* **GIVEN EXERCISE**:
Write out all the entries word for word, but skip any images.

○ ○ ○ ○ ○ ○ ○

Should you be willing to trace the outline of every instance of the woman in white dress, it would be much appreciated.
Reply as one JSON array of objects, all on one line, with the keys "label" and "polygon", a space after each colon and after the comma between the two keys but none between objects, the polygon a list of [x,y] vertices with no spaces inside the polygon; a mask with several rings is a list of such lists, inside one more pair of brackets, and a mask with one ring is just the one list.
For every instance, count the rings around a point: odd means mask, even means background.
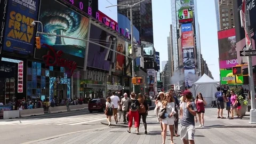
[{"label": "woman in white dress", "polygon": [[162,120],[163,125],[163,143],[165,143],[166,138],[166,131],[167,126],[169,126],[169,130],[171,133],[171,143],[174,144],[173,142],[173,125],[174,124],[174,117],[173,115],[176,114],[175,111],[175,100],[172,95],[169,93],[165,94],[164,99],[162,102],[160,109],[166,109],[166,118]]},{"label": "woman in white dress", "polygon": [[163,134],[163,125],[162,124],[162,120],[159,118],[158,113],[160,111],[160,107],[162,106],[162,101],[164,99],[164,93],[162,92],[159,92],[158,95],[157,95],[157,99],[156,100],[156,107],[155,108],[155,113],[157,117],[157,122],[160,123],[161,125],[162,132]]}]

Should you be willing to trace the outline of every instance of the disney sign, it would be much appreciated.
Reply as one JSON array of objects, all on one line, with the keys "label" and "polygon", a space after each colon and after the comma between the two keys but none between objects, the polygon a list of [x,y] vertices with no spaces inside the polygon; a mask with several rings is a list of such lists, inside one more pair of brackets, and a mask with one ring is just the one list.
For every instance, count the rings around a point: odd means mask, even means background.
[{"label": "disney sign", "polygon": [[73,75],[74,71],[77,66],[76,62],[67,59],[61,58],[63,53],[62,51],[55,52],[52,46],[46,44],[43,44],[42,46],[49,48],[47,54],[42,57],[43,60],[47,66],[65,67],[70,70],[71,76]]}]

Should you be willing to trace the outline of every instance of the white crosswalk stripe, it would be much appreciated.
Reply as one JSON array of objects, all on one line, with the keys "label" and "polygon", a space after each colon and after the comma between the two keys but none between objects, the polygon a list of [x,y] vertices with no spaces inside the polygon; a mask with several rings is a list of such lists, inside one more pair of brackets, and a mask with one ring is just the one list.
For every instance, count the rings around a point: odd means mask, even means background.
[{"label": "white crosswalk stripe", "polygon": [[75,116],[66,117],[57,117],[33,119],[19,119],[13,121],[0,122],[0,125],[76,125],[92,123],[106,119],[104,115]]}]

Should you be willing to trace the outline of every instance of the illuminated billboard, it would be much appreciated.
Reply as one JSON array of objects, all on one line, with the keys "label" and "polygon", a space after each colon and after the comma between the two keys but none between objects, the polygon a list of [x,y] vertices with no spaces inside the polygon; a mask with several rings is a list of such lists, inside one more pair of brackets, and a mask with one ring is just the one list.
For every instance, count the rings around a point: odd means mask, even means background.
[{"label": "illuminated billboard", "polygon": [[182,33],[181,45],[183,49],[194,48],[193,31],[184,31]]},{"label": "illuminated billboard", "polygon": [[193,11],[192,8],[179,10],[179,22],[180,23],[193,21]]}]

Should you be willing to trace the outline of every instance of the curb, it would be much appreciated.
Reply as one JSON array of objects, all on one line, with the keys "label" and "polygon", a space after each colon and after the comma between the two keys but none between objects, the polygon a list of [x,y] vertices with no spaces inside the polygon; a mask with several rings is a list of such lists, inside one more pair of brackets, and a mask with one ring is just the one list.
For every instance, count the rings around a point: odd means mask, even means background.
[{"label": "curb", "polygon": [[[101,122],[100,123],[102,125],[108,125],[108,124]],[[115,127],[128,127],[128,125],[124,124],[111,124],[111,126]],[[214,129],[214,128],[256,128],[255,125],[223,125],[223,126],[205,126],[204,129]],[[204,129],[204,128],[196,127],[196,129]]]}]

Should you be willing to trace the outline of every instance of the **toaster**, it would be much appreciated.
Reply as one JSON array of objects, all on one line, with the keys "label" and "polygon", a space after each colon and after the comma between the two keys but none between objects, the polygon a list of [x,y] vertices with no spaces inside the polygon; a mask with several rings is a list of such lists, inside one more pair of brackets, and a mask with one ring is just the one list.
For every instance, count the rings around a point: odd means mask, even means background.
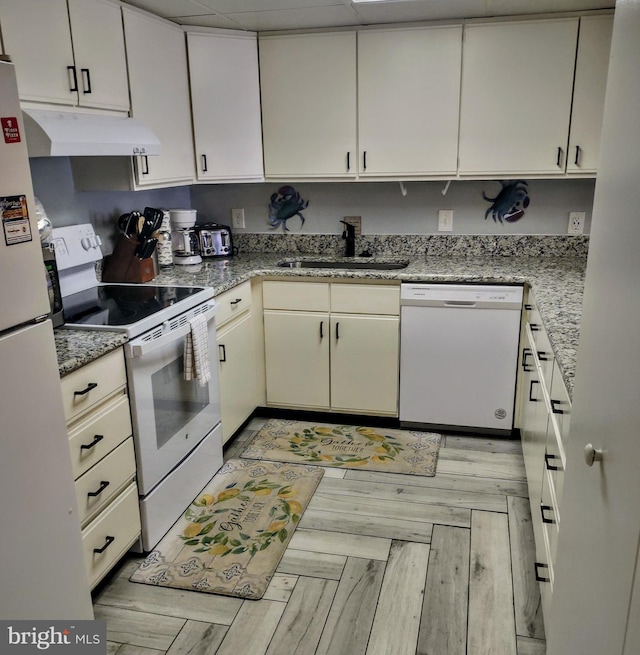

○ ○ ○ ○ ○ ○ ○

* **EXPECTED ANSWER**:
Should you be willing to trace the outline of every instance of the woman in white dress, it would be much appreciated.
Reply as one JSON array of objects, all on one line, with the keys "label" and "polygon", a space after each colon and after the comma between the two keys but none between objects, the polygon a list of [x,y] vertices with no spaces inside the polygon; a mask with several rings is a list of such lists, inside one more pair of brackets, and a mask with one ring is just the one list.
For every instance, count the rings around a point: odd means mask, even means background.
[{"label": "woman in white dress", "polygon": [[162,120],[163,125],[163,143],[165,143],[166,138],[166,131],[167,126],[169,126],[169,130],[171,133],[171,143],[174,144],[173,142],[173,125],[174,124],[174,117],[173,115],[176,114],[175,111],[175,100],[172,95],[169,93],[165,94],[164,99],[162,102],[160,109],[166,109],[166,118]]},{"label": "woman in white dress", "polygon": [[163,134],[163,125],[162,124],[162,120],[159,118],[158,113],[160,111],[160,107],[162,106],[162,101],[164,99],[164,93],[162,92],[159,92],[158,95],[157,95],[157,99],[156,100],[156,107],[155,108],[155,113],[157,117],[157,122],[160,123],[161,125],[162,132]]}]

Should you be willing to trace the outline of every instance of the disney sign, it would be much appreciated.
Reply as one JSON array of objects, all on one line, with the keys "label" and "polygon", a space after each colon and after the comma between the two keys but none between objects, the polygon a list of [x,y] vertices with no spaces inside the polygon; a mask with several rings is a list of such lists, inside one more pair of brackets, and a mask with one ring is just the one list.
For every instance, count the rings around a point: odd means mask, even means background.
[{"label": "disney sign", "polygon": [[73,75],[74,71],[77,66],[76,62],[67,59],[61,58],[63,53],[62,51],[55,52],[52,46],[46,44],[43,44],[42,46],[49,48],[47,54],[42,57],[43,60],[47,66],[65,67],[70,70],[71,76]]}]

Should you be willing to trace the outline of every instance of the white crosswalk stripe, it would be much appreciated.
Reply as one JSON array of objects, all on one line, with the keys "label" and "polygon", a space after each colon and after the comma between the two keys but none between objects, the polygon a list of [x,y] vertices with no spaces inside the polygon; a mask with several rings is a list of such lists, inside one more pair of brackets, and a mask with one ring is just the one list.
For every instance, count the rings around a point: odd means mask, even means background.
[{"label": "white crosswalk stripe", "polygon": [[75,116],[66,117],[57,117],[33,119],[19,119],[13,121],[0,122],[0,125],[76,125],[92,123],[106,119],[104,115]]}]

Should you be willing to trace the outline of every instance of the illuminated billboard, it would be much appreciated.
Reply as one JSON array of objects, all on one line, with the keys "label" and "polygon", a space after each colon and after the comma between the two keys but none between objects, the polygon a list of [x,y] vertices with no spaces inside the polygon; a mask with several rings is a list of such lists, inside one more pair of brackets, and a mask with one ring is just the one list.
For every instance, count the rings around a point: odd means mask, even means background.
[{"label": "illuminated billboard", "polygon": [[182,33],[181,45],[183,49],[194,48],[193,31],[184,31]]},{"label": "illuminated billboard", "polygon": [[193,11],[192,8],[179,10],[179,22],[180,23],[193,21]]}]

Should you be willing to trace the outline of every instance of the curb, it would be much appreciated.
Reply as one JSON array of objects, all on one line, with the keys "label" and "polygon", a space after each colon and after the comma between the two keys but none between objects, the polygon a list of [x,y] vertices with no spaces inside the polygon; a mask with several rings is a list of such lists, inside one more pair of brackets, and a mask with one ring is just the one list.
For every instance, count the rings around a point: odd means mask, even means background.
[{"label": "curb", "polygon": [[[101,122],[100,123],[102,125],[108,125],[108,124]],[[115,127],[128,127],[128,125],[124,124],[111,124],[111,126]],[[214,129],[214,128],[256,128],[255,125],[223,125],[223,126],[205,126],[204,129]],[[204,129],[204,128],[196,127],[196,129]]]}]

Should you be willing to trace the outline of every instance of the **toaster**, it would be much appreciated.
Reply as one JSON array of objects, all on one line, with the keys "label" and "polygon", a space after each colon and after the comma between the two keys but none between objects, the polygon a list of [x,y] vertices with no spaces inside the polygon; a mask with several rings is a list of such lists, inside one more pair of brackets, and a mask with one ring is just the one list.
For every instance, count the rings around a point: odd means mask, even means background.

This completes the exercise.